» SOURCE RECORDS:
★ ★ ★ ★ ★ ★ ★

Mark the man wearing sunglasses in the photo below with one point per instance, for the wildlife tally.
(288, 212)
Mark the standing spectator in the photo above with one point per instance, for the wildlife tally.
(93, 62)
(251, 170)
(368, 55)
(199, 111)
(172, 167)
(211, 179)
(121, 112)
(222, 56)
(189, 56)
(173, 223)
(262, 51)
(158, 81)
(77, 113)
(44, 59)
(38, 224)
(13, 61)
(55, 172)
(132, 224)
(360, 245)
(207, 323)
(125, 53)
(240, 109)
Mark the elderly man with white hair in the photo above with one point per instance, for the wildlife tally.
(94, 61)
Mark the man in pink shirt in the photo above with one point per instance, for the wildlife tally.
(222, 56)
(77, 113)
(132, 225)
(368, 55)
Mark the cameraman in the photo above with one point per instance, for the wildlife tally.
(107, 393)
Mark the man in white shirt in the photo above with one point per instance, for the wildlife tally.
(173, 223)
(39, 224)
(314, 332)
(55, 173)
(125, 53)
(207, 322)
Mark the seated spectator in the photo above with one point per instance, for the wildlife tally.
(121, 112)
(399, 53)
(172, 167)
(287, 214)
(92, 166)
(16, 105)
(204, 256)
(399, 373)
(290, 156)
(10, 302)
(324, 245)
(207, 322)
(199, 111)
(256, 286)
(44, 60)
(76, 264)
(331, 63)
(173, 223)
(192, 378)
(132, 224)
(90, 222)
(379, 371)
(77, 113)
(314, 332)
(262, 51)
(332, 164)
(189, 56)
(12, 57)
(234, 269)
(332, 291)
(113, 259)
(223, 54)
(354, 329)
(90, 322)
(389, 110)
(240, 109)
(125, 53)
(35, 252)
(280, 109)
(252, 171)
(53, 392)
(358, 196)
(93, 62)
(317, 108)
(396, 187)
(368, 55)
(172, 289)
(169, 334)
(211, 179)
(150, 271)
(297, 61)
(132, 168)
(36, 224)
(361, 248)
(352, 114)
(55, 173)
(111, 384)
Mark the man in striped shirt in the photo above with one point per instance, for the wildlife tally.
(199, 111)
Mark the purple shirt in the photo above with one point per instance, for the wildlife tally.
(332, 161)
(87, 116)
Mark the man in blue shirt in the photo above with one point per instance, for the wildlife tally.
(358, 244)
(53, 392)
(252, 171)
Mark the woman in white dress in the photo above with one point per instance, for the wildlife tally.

★ ★ ★ ★ ★ ★ ★

» TRY IT:
Please make your reply exactly the lines from the one containing "Mark the seated" through the end of the entries above, and nothing more.

» SOLUTION FOR THIS PROBLEM:
Mark the seated spectator in the photo above with one point per instance, for the wildlife tally.
(121, 112)
(399, 53)
(172, 167)
(287, 214)
(92, 166)
(16, 105)
(204, 256)
(399, 373)
(290, 156)
(10, 302)
(324, 245)
(207, 322)
(199, 111)
(256, 286)
(44, 60)
(76, 264)
(331, 63)
(173, 223)
(192, 378)
(132, 224)
(90, 222)
(379, 371)
(77, 113)
(314, 332)
(262, 51)
(332, 164)
(189, 56)
(12, 57)
(234, 269)
(332, 291)
(113, 259)
(223, 54)
(354, 329)
(90, 322)
(389, 110)
(240, 109)
(125, 53)
(35, 252)
(280, 109)
(252, 171)
(53, 392)
(358, 196)
(93, 62)
(317, 108)
(396, 187)
(368, 55)
(172, 289)
(169, 334)
(211, 179)
(150, 271)
(297, 61)
(132, 168)
(36, 224)
(361, 248)
(352, 114)
(55, 173)
(111, 384)
Mark the man in striped shirt in the photo above with one point per instance, for the wildlife tally.
(199, 111)
Mark the purple shirt in the photo above with one point per instance, for the wildlife tally.
(332, 161)
(87, 116)
Mark the man in blue shirt in the photo above with one point per instance, for the wildlife tally.
(358, 244)
(53, 392)
(252, 171)
Mark the woman in white dress in the photo above with one point per instance, for the wildlife tally.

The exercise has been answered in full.